> [Written request]: Return every line of the data that contains the word "number".

> [Entries supplied]:
** BEGIN **
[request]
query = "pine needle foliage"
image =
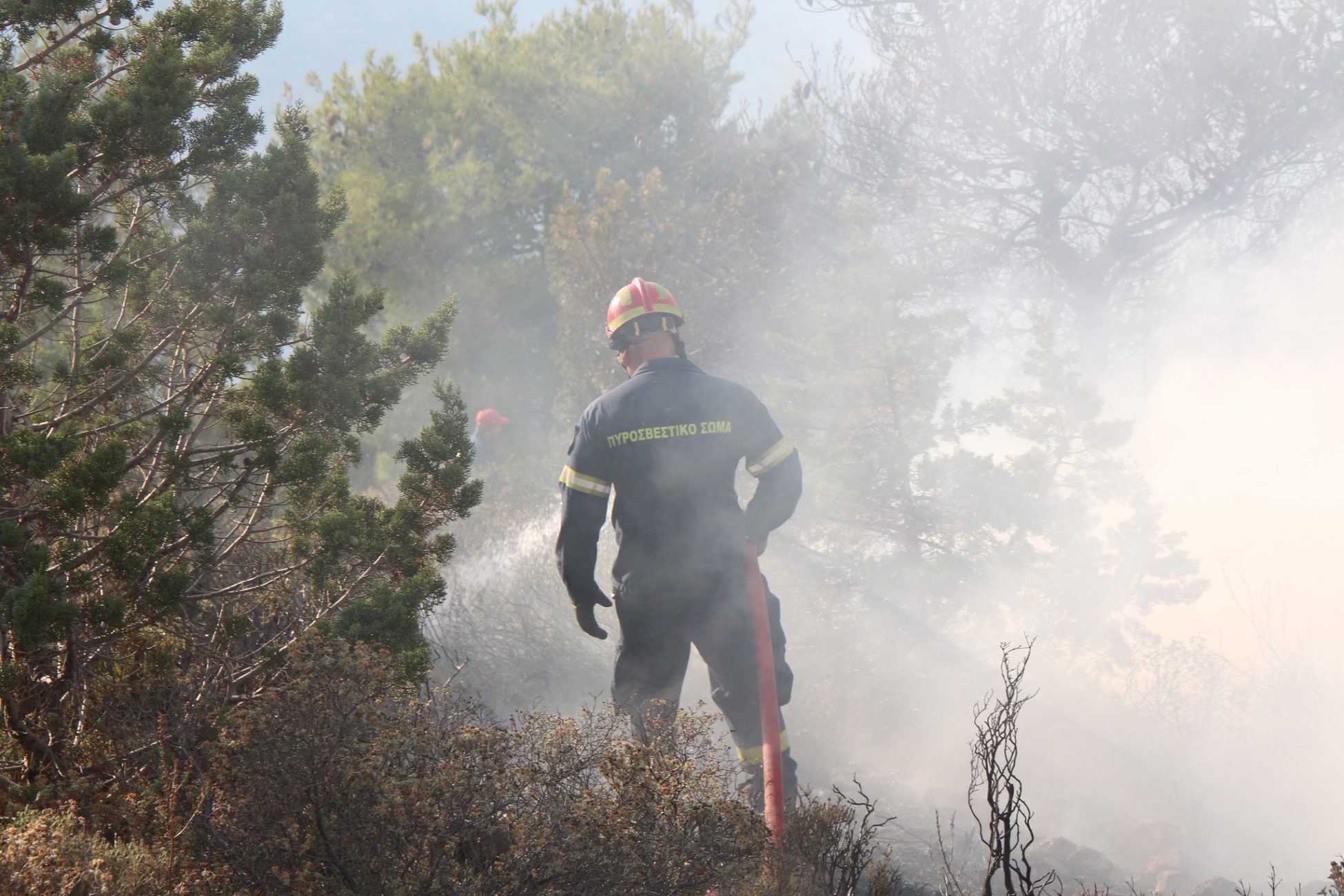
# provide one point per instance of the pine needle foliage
(175, 425)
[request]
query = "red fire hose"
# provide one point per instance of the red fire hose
(769, 704)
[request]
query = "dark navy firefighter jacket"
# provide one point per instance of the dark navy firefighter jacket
(667, 442)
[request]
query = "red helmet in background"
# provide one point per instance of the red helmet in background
(640, 309)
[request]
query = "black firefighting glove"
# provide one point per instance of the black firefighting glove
(584, 611)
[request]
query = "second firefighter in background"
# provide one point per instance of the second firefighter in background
(669, 442)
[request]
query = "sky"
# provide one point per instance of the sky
(319, 35)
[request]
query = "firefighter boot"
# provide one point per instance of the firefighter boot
(752, 781)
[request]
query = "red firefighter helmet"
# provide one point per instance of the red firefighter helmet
(635, 301)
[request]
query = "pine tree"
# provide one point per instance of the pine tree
(175, 427)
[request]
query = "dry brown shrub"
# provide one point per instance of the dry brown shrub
(328, 785)
(54, 852)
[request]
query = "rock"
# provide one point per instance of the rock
(1090, 867)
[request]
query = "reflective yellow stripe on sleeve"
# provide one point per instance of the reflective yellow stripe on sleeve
(587, 484)
(757, 754)
(771, 457)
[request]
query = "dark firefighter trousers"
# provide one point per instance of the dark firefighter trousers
(658, 628)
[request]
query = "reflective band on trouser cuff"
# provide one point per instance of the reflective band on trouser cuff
(771, 457)
(757, 754)
(587, 484)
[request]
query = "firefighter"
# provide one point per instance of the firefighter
(667, 444)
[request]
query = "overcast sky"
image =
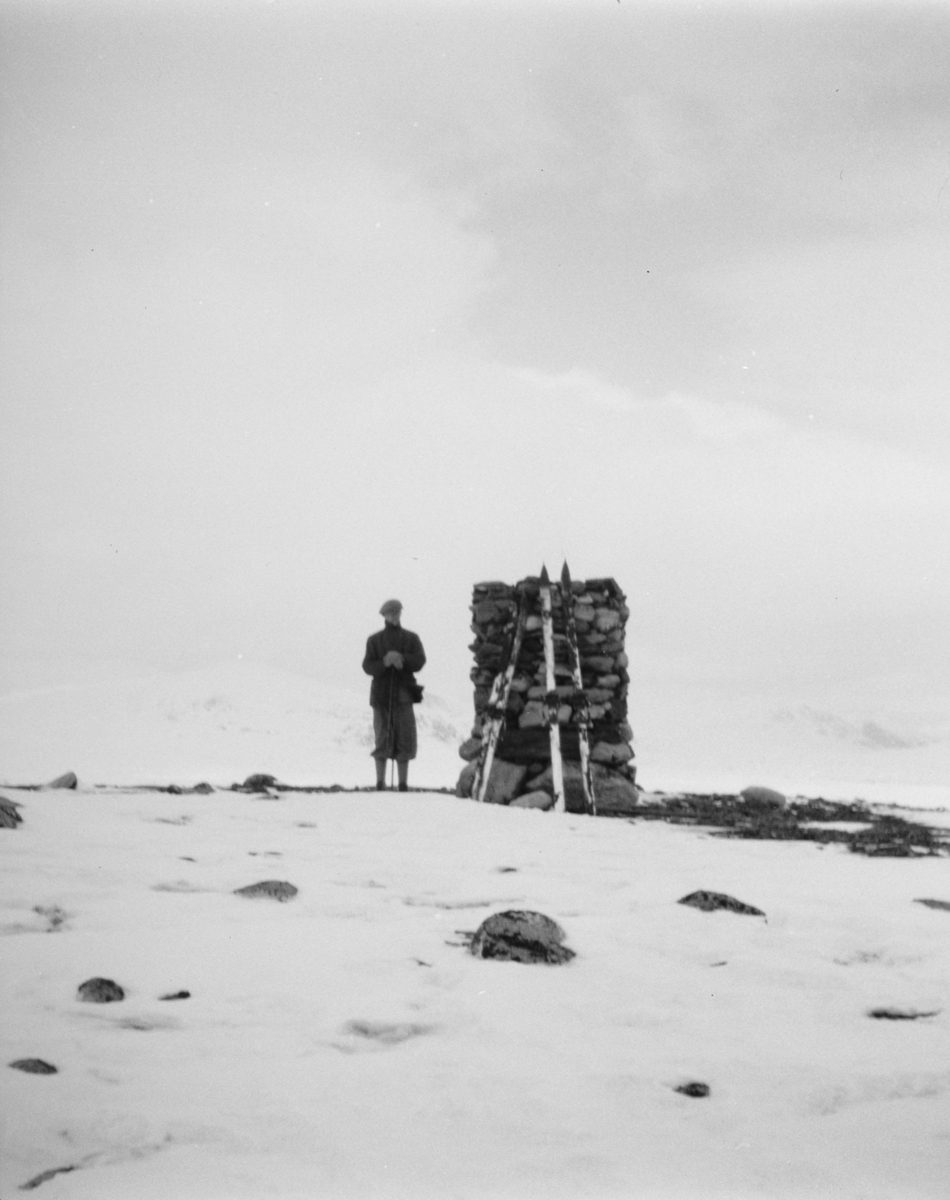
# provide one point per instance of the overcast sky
(307, 305)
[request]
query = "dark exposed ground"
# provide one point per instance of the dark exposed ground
(732, 816)
(801, 821)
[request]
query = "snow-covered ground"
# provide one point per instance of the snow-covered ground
(221, 725)
(234, 719)
(346, 1045)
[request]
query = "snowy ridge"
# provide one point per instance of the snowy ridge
(220, 725)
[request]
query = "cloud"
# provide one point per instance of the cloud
(703, 420)
(867, 733)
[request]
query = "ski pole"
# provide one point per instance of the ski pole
(390, 747)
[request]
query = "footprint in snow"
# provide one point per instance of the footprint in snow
(378, 1035)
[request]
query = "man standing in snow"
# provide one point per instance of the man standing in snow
(391, 657)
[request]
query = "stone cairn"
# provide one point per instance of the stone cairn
(521, 772)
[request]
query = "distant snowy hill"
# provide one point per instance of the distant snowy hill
(218, 725)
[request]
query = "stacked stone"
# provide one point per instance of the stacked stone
(523, 754)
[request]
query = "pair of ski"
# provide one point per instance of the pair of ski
(494, 714)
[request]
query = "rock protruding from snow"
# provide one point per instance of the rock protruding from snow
(709, 901)
(8, 815)
(34, 1066)
(100, 991)
(521, 936)
(693, 1089)
(258, 783)
(764, 797)
(504, 781)
(67, 780)
(272, 889)
(539, 799)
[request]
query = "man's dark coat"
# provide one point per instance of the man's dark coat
(392, 637)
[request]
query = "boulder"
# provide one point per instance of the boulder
(606, 619)
(68, 780)
(504, 781)
(271, 889)
(521, 936)
(611, 753)
(763, 797)
(614, 793)
(100, 991)
(8, 815)
(709, 901)
(695, 1089)
(534, 799)
(470, 749)
(533, 715)
(34, 1066)
(573, 786)
(463, 787)
(259, 783)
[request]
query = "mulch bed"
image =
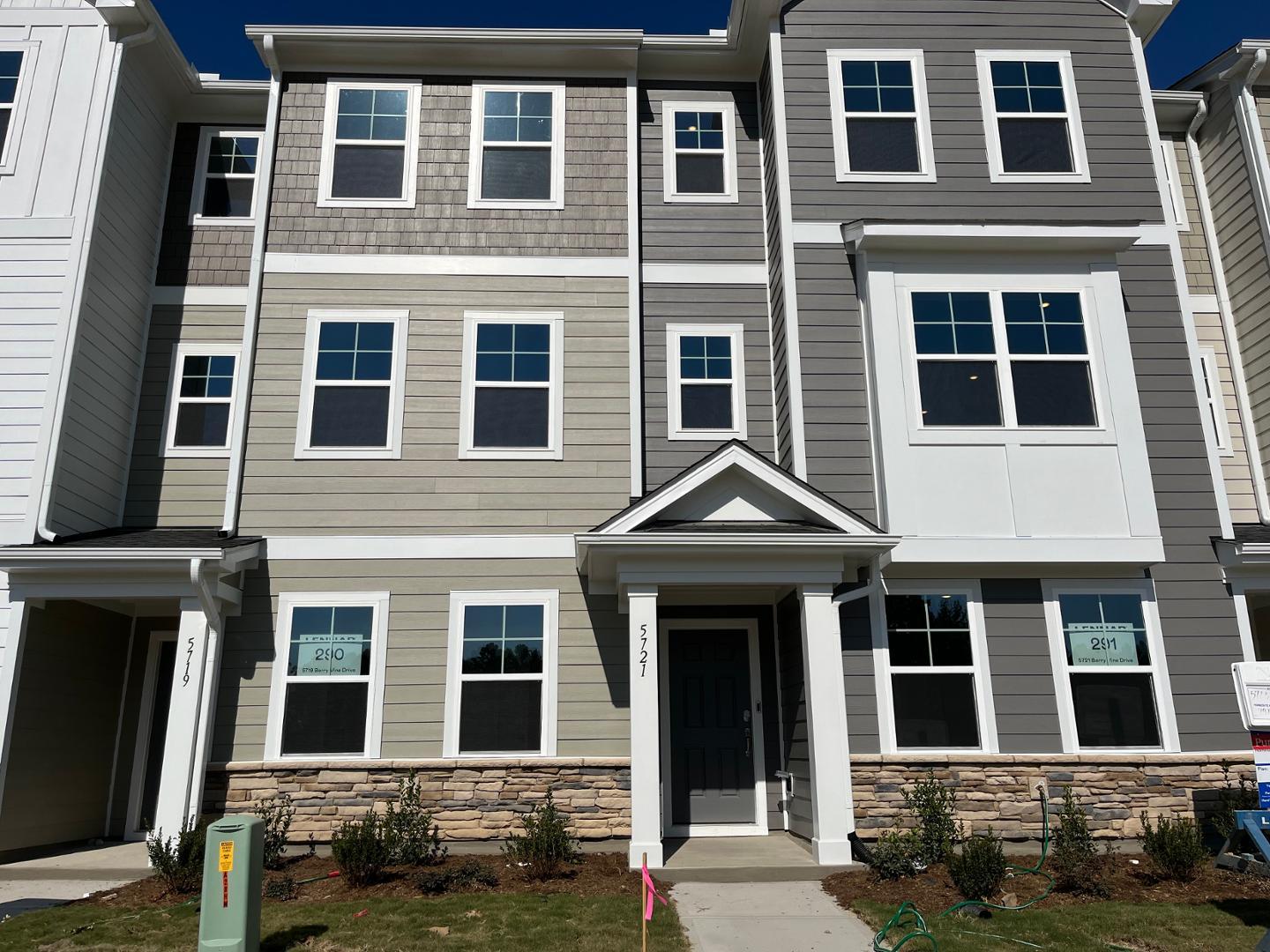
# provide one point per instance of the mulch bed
(596, 874)
(932, 891)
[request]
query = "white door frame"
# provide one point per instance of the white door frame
(145, 718)
(756, 695)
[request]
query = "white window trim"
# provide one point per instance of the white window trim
(459, 602)
(925, 141)
(288, 600)
(673, 424)
(996, 285)
(1215, 400)
(669, 167)
(556, 387)
(328, 146)
(397, 386)
(196, 204)
(1159, 669)
(1172, 172)
(1074, 130)
(168, 449)
(476, 147)
(981, 666)
(20, 101)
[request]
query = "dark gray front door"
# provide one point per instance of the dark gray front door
(712, 727)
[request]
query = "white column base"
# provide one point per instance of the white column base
(831, 852)
(655, 857)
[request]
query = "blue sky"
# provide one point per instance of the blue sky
(211, 34)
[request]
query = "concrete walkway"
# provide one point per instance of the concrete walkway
(767, 917)
(49, 881)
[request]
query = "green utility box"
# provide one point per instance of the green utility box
(233, 871)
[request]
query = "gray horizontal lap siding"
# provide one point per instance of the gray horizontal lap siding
(949, 32)
(834, 380)
(163, 490)
(197, 254)
(1197, 614)
(594, 709)
(430, 487)
(714, 231)
(705, 303)
(592, 222)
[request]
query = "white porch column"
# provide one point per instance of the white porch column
(184, 729)
(832, 809)
(646, 729)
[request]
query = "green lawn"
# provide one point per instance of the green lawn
(556, 923)
(1154, 926)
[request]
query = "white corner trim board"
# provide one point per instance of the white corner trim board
(478, 265)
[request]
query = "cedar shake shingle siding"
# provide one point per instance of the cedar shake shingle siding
(592, 222)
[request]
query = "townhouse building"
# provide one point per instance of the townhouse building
(721, 432)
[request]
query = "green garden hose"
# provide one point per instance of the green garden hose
(911, 919)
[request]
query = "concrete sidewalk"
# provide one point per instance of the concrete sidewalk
(49, 881)
(767, 917)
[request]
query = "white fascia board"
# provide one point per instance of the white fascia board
(1142, 551)
(735, 457)
(479, 265)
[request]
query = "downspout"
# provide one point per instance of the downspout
(254, 291)
(1226, 309)
(69, 349)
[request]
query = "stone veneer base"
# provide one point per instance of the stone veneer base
(482, 800)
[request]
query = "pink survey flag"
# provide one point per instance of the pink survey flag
(652, 893)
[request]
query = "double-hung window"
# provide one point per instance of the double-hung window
(512, 405)
(201, 405)
(1032, 117)
(326, 695)
(882, 126)
(698, 152)
(354, 380)
(501, 695)
(225, 178)
(1105, 654)
(705, 381)
(517, 146)
(1013, 358)
(937, 664)
(370, 145)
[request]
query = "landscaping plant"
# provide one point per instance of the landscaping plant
(935, 807)
(546, 845)
(415, 838)
(361, 850)
(979, 867)
(1175, 848)
(178, 861)
(277, 814)
(1074, 859)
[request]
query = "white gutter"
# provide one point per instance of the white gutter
(254, 291)
(56, 421)
(1226, 309)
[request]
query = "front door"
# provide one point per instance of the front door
(712, 727)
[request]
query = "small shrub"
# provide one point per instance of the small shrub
(467, 876)
(280, 889)
(178, 861)
(277, 814)
(415, 838)
(546, 845)
(361, 850)
(935, 807)
(1231, 799)
(1175, 848)
(897, 856)
(979, 868)
(1074, 859)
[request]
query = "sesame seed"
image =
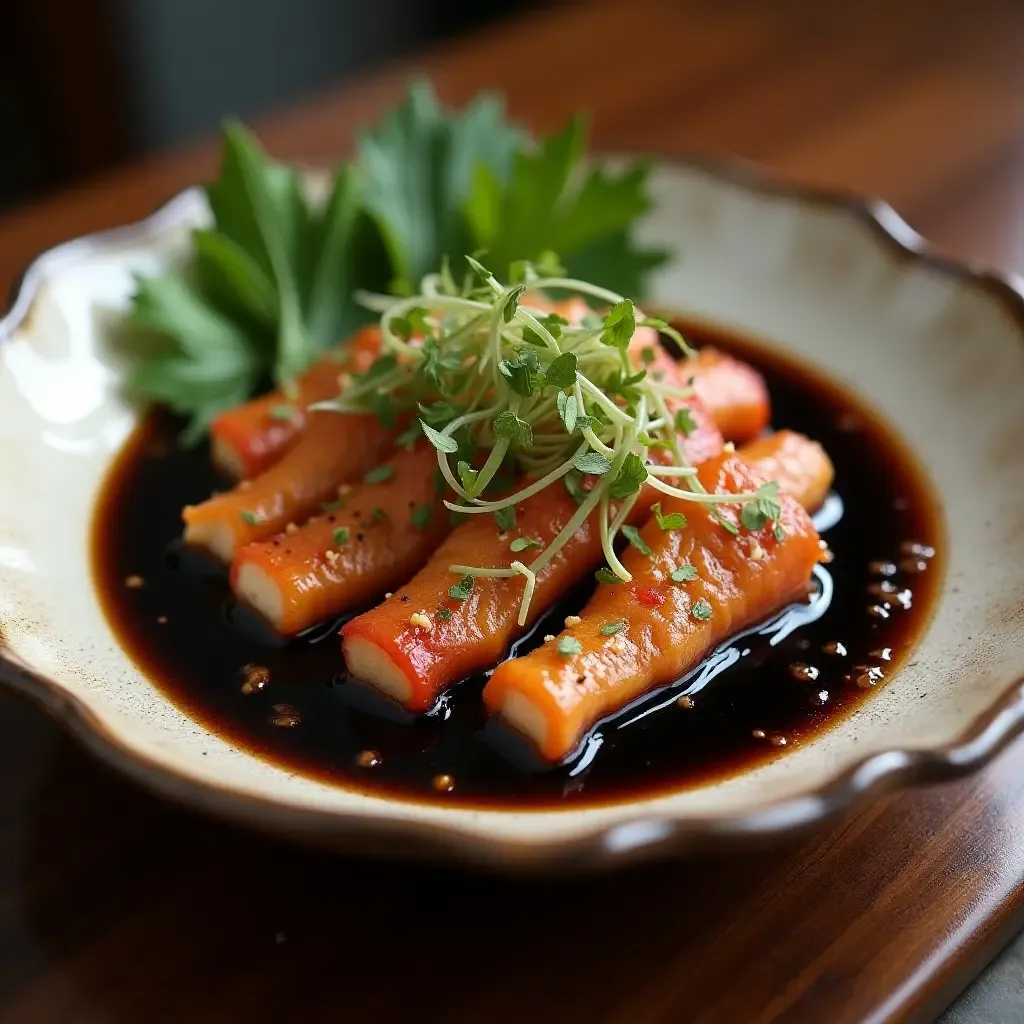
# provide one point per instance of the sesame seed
(421, 620)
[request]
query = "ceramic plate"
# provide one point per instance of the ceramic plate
(937, 348)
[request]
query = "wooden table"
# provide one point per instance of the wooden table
(118, 908)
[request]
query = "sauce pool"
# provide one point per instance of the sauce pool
(757, 696)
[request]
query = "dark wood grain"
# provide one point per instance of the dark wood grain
(117, 908)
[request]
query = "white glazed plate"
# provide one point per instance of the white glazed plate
(938, 348)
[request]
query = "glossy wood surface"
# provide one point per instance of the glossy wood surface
(115, 907)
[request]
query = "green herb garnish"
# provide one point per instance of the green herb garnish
(568, 646)
(674, 520)
(462, 590)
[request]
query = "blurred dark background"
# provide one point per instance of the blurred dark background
(87, 84)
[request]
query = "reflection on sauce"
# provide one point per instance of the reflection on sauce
(764, 692)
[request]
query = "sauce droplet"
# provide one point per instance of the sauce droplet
(803, 673)
(285, 716)
(882, 568)
(916, 550)
(257, 676)
(913, 565)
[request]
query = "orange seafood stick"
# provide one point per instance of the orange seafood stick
(250, 437)
(734, 393)
(422, 640)
(415, 662)
(697, 587)
(334, 449)
(383, 529)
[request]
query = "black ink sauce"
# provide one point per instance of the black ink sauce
(750, 701)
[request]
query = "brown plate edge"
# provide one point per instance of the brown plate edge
(605, 847)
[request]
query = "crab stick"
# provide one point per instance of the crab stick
(416, 660)
(734, 393)
(249, 438)
(380, 534)
(334, 449)
(634, 637)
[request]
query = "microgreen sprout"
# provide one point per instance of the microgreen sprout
(499, 383)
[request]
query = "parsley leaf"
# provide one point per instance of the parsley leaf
(552, 203)
(417, 172)
(674, 520)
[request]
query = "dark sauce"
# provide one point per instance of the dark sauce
(756, 697)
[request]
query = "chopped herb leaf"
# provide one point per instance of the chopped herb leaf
(633, 536)
(443, 442)
(673, 520)
(468, 477)
(593, 463)
(462, 590)
(620, 325)
(519, 432)
(630, 478)
(568, 646)
(561, 372)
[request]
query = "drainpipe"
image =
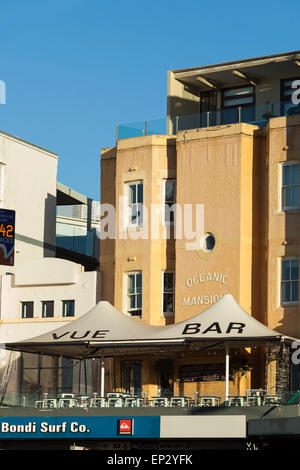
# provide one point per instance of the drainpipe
(227, 372)
(102, 370)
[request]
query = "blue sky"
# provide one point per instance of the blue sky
(75, 68)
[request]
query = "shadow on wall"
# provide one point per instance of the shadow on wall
(50, 226)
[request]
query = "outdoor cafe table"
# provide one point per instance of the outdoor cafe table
(209, 401)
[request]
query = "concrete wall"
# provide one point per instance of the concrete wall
(30, 190)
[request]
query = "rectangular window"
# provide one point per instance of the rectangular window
(290, 186)
(27, 309)
(169, 201)
(68, 308)
(47, 308)
(289, 281)
(168, 292)
(238, 105)
(135, 203)
(134, 294)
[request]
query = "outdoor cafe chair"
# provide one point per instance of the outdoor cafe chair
(67, 403)
(179, 401)
(134, 401)
(160, 401)
(209, 401)
(271, 400)
(255, 396)
(236, 401)
(115, 402)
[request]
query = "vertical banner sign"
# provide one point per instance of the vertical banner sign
(7, 237)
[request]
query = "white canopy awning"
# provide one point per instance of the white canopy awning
(104, 330)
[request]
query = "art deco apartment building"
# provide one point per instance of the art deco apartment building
(232, 147)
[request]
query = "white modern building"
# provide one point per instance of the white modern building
(42, 290)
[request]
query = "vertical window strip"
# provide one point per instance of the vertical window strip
(135, 203)
(168, 293)
(290, 186)
(289, 280)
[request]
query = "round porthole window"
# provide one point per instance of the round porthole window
(208, 242)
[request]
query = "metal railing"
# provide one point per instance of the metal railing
(257, 115)
(119, 400)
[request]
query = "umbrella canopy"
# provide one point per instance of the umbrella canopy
(104, 330)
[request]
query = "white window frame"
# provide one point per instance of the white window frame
(22, 302)
(165, 181)
(127, 309)
(139, 223)
(281, 301)
(63, 303)
(43, 302)
(167, 314)
(282, 166)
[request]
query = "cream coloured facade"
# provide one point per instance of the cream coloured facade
(39, 292)
(242, 167)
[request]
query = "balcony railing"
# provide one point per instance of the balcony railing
(257, 115)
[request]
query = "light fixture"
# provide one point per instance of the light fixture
(206, 81)
(244, 76)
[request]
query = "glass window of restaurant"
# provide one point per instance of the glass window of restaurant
(288, 88)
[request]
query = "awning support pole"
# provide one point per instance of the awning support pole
(227, 373)
(102, 368)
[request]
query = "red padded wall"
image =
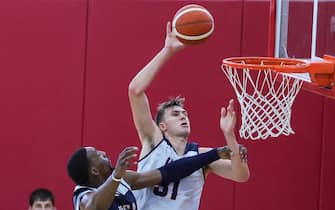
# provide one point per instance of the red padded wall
(41, 89)
(66, 66)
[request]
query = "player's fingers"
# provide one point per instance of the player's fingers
(168, 27)
(230, 107)
(223, 111)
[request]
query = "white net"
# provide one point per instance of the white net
(266, 98)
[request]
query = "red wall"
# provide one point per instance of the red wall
(66, 66)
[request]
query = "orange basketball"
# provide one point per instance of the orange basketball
(193, 24)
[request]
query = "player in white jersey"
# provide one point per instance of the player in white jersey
(100, 186)
(166, 138)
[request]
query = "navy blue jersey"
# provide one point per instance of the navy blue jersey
(124, 197)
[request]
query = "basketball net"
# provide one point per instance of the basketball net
(266, 98)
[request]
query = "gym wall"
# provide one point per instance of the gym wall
(65, 70)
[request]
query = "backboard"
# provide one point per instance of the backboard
(305, 29)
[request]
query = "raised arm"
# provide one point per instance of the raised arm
(175, 170)
(103, 197)
(147, 130)
(235, 169)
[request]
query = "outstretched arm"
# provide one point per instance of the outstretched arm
(103, 197)
(175, 170)
(237, 168)
(148, 131)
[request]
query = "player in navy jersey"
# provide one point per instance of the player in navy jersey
(100, 186)
(166, 138)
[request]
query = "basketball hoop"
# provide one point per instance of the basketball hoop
(266, 91)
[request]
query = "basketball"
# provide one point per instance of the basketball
(193, 24)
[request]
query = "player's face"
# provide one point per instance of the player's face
(176, 122)
(99, 159)
(42, 205)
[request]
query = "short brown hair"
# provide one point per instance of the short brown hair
(173, 101)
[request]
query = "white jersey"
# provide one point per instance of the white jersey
(182, 195)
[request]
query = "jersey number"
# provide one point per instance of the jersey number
(163, 190)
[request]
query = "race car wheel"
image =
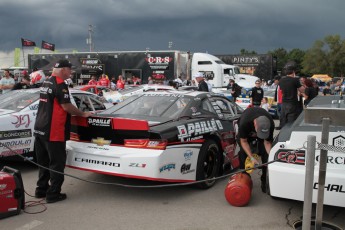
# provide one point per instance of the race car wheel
(208, 164)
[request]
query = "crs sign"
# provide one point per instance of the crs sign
(158, 60)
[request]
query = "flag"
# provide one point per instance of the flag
(48, 46)
(26, 42)
(16, 57)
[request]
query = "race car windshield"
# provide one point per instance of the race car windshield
(17, 100)
(155, 106)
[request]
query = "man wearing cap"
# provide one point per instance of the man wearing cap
(256, 94)
(202, 85)
(291, 87)
(52, 130)
(24, 84)
(255, 124)
(7, 82)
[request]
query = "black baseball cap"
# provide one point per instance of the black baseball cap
(63, 63)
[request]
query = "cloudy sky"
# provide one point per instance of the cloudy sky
(216, 27)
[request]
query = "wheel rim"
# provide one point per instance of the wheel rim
(210, 164)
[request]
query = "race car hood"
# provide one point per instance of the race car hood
(5, 111)
(117, 129)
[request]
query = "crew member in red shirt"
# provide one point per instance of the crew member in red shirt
(104, 81)
(93, 81)
(120, 84)
(52, 130)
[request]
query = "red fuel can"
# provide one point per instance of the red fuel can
(11, 192)
(239, 189)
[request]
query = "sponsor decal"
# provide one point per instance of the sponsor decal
(185, 168)
(188, 155)
(162, 95)
(167, 167)
(33, 107)
(99, 148)
(197, 128)
(97, 162)
(339, 141)
(100, 141)
(294, 157)
(331, 187)
(14, 152)
(137, 165)
(18, 144)
(3, 186)
(45, 90)
(14, 134)
(21, 120)
(105, 122)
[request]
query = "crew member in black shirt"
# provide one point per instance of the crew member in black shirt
(255, 125)
(257, 93)
(202, 85)
(52, 129)
(290, 86)
(24, 84)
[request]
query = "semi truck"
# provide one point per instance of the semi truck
(159, 65)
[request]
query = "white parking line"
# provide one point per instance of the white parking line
(30, 225)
** END **
> [Finished exercise]:
query = "jersey number"
# provide one point per instance of the jersey number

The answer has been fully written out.